-- DATA FOR THE TASK follows --

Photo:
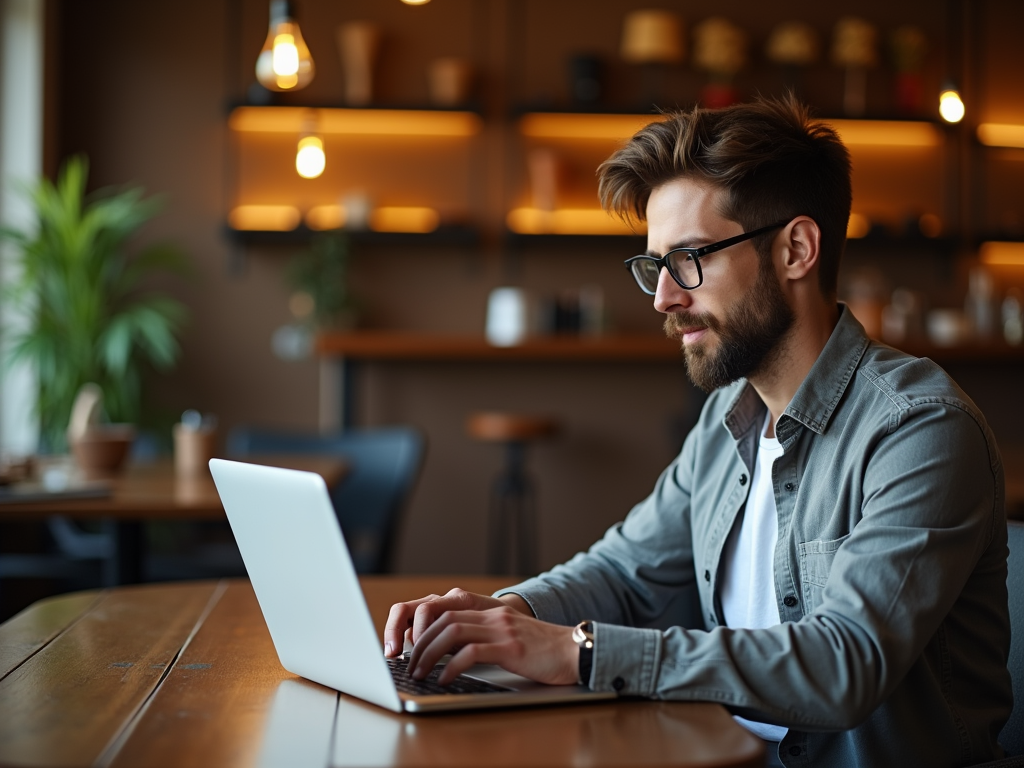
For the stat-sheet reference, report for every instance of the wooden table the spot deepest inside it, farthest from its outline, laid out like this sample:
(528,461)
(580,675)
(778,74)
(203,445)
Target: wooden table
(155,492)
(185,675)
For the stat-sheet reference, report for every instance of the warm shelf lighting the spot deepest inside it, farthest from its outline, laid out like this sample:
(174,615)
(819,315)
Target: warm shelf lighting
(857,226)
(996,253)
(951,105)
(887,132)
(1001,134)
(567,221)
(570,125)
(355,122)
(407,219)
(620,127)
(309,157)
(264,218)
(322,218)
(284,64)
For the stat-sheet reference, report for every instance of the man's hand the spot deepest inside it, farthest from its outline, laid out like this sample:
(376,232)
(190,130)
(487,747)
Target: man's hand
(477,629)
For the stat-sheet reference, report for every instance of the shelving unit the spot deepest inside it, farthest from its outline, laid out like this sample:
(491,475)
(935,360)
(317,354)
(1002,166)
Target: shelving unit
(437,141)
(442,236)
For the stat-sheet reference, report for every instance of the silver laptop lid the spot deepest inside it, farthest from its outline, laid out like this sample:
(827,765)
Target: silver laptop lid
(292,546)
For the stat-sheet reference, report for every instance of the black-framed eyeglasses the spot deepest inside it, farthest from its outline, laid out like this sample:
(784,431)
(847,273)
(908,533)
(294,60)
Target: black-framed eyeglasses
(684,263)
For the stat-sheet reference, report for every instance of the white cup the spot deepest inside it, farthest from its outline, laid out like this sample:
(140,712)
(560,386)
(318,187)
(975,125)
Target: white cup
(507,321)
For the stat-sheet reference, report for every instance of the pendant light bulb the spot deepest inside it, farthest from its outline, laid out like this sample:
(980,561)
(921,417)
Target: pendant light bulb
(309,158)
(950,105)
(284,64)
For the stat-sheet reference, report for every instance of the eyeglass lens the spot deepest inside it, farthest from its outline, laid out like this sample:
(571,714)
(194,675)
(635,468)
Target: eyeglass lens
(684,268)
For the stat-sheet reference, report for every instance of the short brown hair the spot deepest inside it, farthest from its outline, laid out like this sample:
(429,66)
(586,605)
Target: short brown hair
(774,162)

-- DATA FOR THE TASK concluded --
-- DATA FOR THE TASK follows --

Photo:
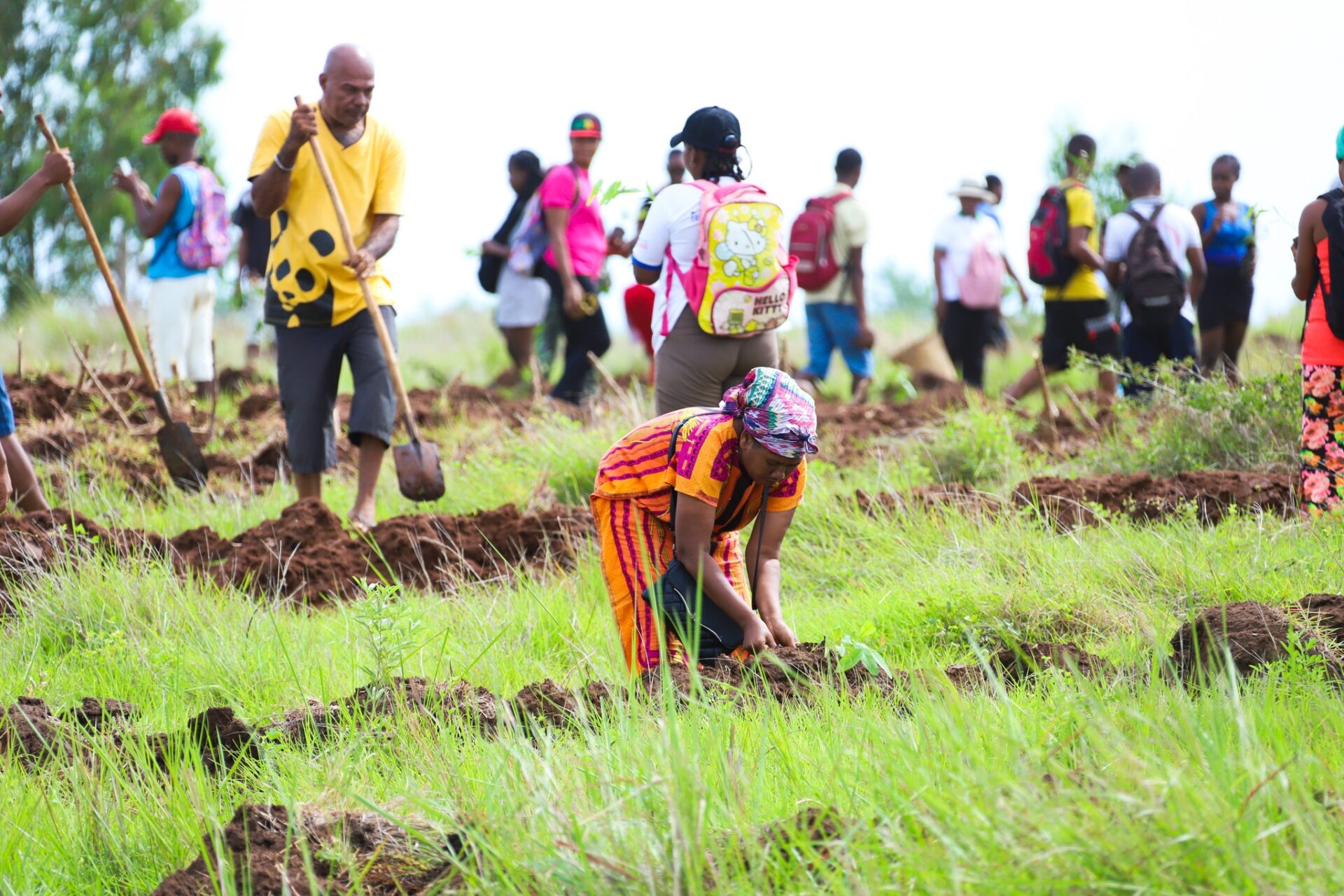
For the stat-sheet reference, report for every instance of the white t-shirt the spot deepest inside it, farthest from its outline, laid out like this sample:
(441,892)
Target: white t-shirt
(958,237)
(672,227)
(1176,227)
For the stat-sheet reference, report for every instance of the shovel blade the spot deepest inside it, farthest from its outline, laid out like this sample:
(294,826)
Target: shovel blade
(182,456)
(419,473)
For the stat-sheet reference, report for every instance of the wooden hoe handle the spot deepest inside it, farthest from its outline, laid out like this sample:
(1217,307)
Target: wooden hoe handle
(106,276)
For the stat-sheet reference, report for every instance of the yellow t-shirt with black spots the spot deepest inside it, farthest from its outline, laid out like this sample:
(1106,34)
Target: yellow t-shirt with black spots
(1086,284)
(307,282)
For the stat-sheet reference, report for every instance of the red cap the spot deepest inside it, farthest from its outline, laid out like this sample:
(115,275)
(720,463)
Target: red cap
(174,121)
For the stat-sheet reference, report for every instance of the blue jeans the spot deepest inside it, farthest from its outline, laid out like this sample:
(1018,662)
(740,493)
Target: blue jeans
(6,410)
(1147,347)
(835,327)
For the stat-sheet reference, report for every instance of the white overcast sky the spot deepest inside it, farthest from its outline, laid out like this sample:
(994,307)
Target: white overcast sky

-- DATA FOR THE TASK concluded --

■ YOUR ASSIGNMENT
Wherever the string "overcast" is found in the entries, copy the line it sits in.

■ SOLUTION
For the stat-sheet reference, report for every instance of the white overcast sky the spot deepest inside it, farthest from its outline, laid out like this sample:
Target: white overcast sky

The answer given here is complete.